__TEXT SECTION__:
━━━━━━━━━━━━━━━━━━━━━━━━━━━━━━

Exceptions when float should not be used are cases when greater precision is required or when there is a risk of small imprecisions accumulating over a large number of iterations. Common examples are the following:

Finance: If a financial application calculates compound interest with floats, a small imprecision in each calculation can lead to a large error over time, resulting in incorrect account balances or financial reports.

Navigation: In GPS systems, small rounding errors in the calculation of satellite positions can accumulate over time and result in a significant deviation from the actual position, leading to incorrect directions or even accidents.

Science: In a chemical reaction simulation, small imprecisions can accumulate over time and cause the reaction to proceed in unexpected ways, leading to inaccurate predictions of reaction rates and outcomes. This can have significant consequences in fields such as drug discovery and materials science.

━━━━━━━━━━━━━━━━━━━━━━━━━━━━━━

__RECORDED DATA__:
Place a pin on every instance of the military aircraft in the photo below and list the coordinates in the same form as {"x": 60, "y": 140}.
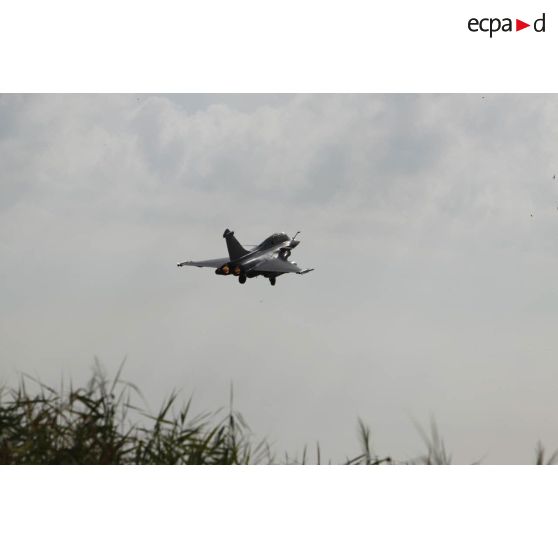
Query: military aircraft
{"x": 269, "y": 259}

━━━━━━━━━━━━━━━━━━━━━━━━━━━━━━

__WHAT YOU NEED TO DO__:
Put this sentence from the text on float precision into Spanish: "In GPS systems, small rounding errors in the calculation of satellite positions can accumulate over time and result in a significant deviation from the actual position, leading to incorrect directions or even accidents."

__RESULT FOR THIS TASK__:
En los sistemas GPS, pequeños errores de redondeo en el cálculo de las posiciones de los satélites pueden acumularse con el tiempo y provocar una desviación significativa respecto a la posición real, lo que da lugar a indicaciones incorrectas o incluso a accidentes.